# [Document extract]
FISCAL EFFECT : None
COMMENTS : This bill is part of a package of foreclosure-related
bills that is sponsored by the California Attorney General's
Office and known collectively as the California Homeowner Bill
of Rights. One consequence of the foreclosure crisis, according
to the author and sponsor, is that foreclosed properties often
remain empty, fall into disrepair, and become a source of blight
in many California communities. This bill, therefore, seeks to
give local jurisdictions more tools to fight blight. It does so
first by removing the sunset on an existing law that requires
the legal owner of vacant foreclosed property to maintain that
property or potentially face a fine of up to $1,000 per day per
violation. In addition, this bill seeks to facilitate the
existing authority of local enforcement agencies to take various
actions against owners of substandard buildings.

# [Data for this task]
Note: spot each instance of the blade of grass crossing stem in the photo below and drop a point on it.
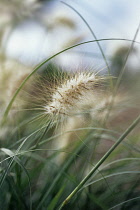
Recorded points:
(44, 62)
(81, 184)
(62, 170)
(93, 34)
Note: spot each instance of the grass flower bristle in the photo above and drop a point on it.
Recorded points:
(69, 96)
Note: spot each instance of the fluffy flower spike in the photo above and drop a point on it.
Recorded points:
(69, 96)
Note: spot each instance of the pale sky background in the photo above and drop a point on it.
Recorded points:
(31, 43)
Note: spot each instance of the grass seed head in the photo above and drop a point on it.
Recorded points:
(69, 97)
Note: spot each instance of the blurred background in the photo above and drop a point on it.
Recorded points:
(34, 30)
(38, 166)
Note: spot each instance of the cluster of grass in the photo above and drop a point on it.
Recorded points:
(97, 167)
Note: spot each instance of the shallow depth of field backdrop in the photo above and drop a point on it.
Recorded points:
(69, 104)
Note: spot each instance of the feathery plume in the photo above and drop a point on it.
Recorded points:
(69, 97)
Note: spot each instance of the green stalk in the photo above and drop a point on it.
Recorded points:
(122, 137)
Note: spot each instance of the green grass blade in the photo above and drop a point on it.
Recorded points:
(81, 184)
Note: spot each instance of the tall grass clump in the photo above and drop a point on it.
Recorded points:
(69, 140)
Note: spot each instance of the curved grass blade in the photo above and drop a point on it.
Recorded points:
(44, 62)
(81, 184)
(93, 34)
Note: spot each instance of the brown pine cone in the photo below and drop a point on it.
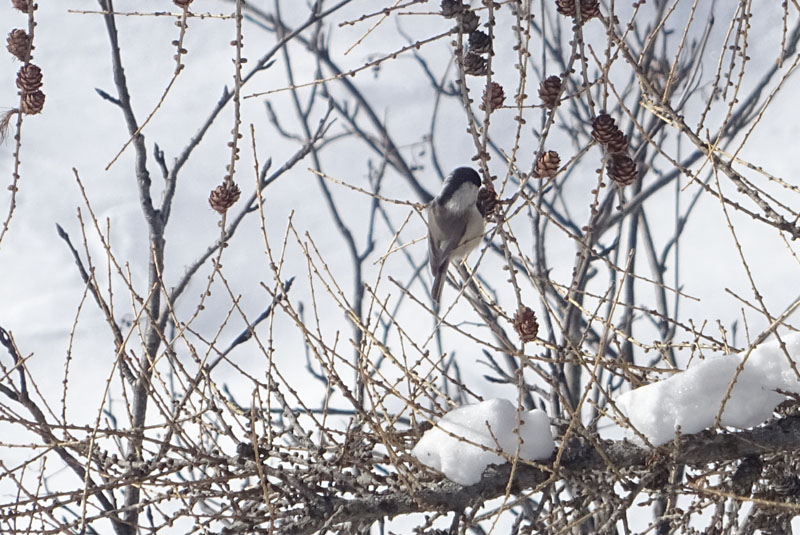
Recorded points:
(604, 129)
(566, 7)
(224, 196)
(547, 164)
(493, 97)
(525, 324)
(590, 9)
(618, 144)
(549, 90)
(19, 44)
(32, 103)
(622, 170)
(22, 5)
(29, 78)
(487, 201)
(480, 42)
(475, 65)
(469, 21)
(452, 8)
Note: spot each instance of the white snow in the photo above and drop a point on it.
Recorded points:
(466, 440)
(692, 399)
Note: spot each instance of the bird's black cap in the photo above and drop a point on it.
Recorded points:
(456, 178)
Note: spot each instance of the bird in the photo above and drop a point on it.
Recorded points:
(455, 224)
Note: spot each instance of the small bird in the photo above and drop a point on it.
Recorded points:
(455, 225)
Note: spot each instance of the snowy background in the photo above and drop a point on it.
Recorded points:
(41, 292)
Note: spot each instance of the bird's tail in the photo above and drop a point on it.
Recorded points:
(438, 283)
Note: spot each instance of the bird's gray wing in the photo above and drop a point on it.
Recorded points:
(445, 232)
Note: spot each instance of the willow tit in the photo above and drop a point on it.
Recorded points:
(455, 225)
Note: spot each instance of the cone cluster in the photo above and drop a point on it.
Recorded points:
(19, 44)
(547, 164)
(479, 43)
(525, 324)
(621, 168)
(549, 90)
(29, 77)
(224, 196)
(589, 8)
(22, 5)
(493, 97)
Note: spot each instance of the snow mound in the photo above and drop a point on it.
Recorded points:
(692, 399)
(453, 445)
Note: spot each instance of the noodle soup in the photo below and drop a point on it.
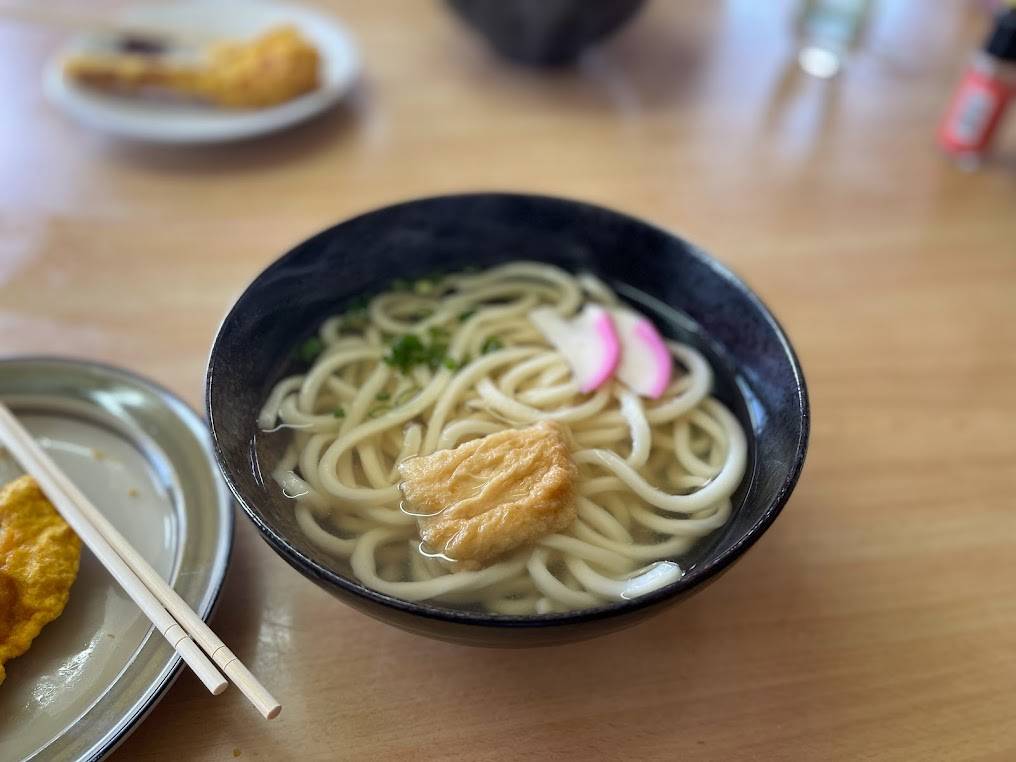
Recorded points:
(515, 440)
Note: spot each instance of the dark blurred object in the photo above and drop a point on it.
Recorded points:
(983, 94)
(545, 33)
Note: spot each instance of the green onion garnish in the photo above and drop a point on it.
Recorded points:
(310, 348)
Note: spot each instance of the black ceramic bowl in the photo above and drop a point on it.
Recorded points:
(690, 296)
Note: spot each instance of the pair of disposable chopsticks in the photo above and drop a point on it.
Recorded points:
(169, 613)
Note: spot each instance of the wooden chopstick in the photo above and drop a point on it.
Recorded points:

# [Tasks to carry out]
1 – Format the rows as a JSON list of strings, one string per line, starting at the line containing "Note: spot each instance of the cone" and ending at the last line of the rows. Omit blank lines and leave the pictures out.
2 – Resume the analysis of the foreclosure blight bill after its last sentence.
The text and the rows bear no relation to each other.

# [Task answers]
1 –
[
  "Note: spot each instance of the cone cluster in the photo above and drop a point on it.",
  "Recorded points:",
  "(19, 44)",
  "(547, 164)",
  "(479, 43)",
  "(525, 324)",
  "(621, 168)",
  "(549, 90)",
  "(29, 77)",
  "(224, 196)",
  "(589, 8)",
  "(22, 5)",
  "(493, 97)",
  "Note: spot each instance of the snow mound in the photo above and drop a point on it.",
  "Recorded points:",
  "(692, 399)",
  "(453, 445)",
  "Note: spot each instance of the noodle soup in the photo below and drop a point on it.",
  "Recorded points:",
  "(515, 440)",
  "Note: spot each instance of the dark blurred object in the photo above and drop a point on it.",
  "Recorded points:",
  "(983, 94)",
  "(545, 33)",
  "Note: spot each instance of the green onion garnish in the photo above and drop a point on it.",
  "Recorded points:",
  "(310, 348)",
  "Note: spot each instance of the black ceramic bowl in the photo above and drop a point on it.",
  "Recorded points:",
  "(690, 296)",
  "Note: spot each instance of the pair of disposable chopsticks in the photo above and drop a point on it.",
  "Recorded points:",
  "(169, 613)",
  "Note: spot each instance of the wooden chopstick in the photo above and drop a point on it.",
  "Recorded points:"
]

2 –
In 2008 the Legislature enacted and the Governor signed SB 1137
(Perata, et al.), Chapter 69, Statutes of 2008, in an effort to
address an array of problems created by the foreclosure crisis.
Although most of the bill's provisions sought to reduce the
number of foreclosures (e.g., requiring lenders and servicers to
take certain steps before filing a notice of default), one
provision of the bill required the legal owners of vacant
foreclosed residential properties to maintain their property and
it authorized local governmental entities to fine owners who
failed to maintain their property up to $1,000 per day per
violation. The law defined "failure to maintain" to include
failure to care for the exterior of the property, including
failure to clear excessive foliage; failure to take action to
prevent trespassers and squatters from remaining on the
property; failure to take action to prevent mosquito larvae from
growing in standing water; or, failure to take action to prevent
any other conditions that create a public nuisance. Existing
law requires the governmental entity to give the legal owner at
least 30 days to remedy the violation prior to imposing the
fine, and the owner is also entitled to a hearing and an
opportunity to contest the fine. Currently these provisions are
due to sunset on January 1, 2013. By removing this sunset date,
this bill will permit local jurisdictions to continue using this
remedy.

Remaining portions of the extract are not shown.